Finally, the retrojection onto social life of such constructs through the regulatory and bureaucratic-managerial institutionalisation of quasi-objects facilitates the assimilation of social processes and individual conduct to a technological model: their algorithmic reduction, or conformation to a programmed set of steps leading to a predetermined end, which must be followed automatically and which are open to ongoing optimisation through the measurement and improvement of performance. The algorithmic logic of bureaucratic-managerial procedure is hardwired into institutional structures and regulations, software applications, and physical spaces and internalised by individuals so that it becomes their automatic way of conducting themselves. Algorithmic reduction therefore involves not only the extension of bureaucratic-managerial forms of organisation but a refashioning of human subjectivity: the creation of a managerial subject who leans on expert guidance, set procedures, and institutionally certified ‘best practice’ to optimise their personal life while internalising the demands of managerial organisations. Moreover, it involves a process of ‘epistemic filtering’: only certain types of knowledge – those which embody the decontextualised, reductive, and instrumentalised qualities of algorithmic logic – can readily enter and circulate within institutional arenas dominated by bureaucratic-managerial types of organisation. The result is the creation of a ‘second reality’ (Voegelin, 1968), which systematically excludes the dimensions of meaning and participation, and blinds those subjected to it to vast ranges of human expression and experience.

Given data ::
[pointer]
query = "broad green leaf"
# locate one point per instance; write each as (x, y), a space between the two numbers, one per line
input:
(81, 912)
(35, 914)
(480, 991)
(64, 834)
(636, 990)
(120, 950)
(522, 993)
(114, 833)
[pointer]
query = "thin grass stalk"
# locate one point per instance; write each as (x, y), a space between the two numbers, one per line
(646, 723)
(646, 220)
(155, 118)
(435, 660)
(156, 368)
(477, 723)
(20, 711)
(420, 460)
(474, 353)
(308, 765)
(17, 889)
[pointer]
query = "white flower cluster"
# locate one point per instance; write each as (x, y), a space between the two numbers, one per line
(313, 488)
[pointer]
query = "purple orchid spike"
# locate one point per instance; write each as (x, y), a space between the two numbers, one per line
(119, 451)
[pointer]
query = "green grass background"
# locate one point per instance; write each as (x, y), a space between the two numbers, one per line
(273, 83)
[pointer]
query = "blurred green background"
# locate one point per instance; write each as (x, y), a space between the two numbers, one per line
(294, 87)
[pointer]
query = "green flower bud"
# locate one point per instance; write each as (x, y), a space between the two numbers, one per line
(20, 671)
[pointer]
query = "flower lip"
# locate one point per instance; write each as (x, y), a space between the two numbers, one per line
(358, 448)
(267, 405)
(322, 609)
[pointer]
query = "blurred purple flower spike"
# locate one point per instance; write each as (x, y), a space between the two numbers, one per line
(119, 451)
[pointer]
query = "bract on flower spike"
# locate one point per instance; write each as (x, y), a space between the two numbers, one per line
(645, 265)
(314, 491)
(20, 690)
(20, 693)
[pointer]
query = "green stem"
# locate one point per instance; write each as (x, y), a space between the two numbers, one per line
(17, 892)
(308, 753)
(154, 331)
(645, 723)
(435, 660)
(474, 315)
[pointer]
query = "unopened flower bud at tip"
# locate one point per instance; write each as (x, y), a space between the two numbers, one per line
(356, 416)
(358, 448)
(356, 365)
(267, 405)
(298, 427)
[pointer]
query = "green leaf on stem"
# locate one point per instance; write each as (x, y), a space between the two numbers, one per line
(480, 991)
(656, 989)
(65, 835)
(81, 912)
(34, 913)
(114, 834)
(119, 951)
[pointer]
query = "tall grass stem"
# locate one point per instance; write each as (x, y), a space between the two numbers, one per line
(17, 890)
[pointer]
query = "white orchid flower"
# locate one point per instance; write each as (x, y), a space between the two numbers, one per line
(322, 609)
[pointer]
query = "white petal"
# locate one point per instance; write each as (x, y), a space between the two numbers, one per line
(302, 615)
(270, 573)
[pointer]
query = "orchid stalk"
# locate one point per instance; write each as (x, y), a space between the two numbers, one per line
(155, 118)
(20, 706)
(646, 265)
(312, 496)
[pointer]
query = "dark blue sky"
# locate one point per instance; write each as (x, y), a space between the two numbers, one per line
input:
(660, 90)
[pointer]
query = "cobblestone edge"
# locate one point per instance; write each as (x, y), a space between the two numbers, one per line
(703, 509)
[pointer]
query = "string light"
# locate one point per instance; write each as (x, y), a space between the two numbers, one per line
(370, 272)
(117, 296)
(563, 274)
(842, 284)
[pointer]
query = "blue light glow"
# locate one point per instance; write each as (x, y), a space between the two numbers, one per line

Your instructions :: Extend the passage on algorithmic reduction and the managerial subject by writing what comes after its last sentence. Nothing in the listing is needed for what comes next.

Written response ::
How is it that contemporary institutions from multinational corporations to universities and from government agencies to NGOs have become permeated by algorithmic logic and work to perpetuate it in society? How did it become normal to treat complex issues of human existence and social organisation as engineering problems? At the level of underlying anthropologies, how did the self-governing individual of free markets and liberal democracy give way to a digital update of La Mettrie’s l’homme machine? This book aims to understand a particular form of knowledge which is simultaneously a mode of power that has colonised and reshaped the contemporary world.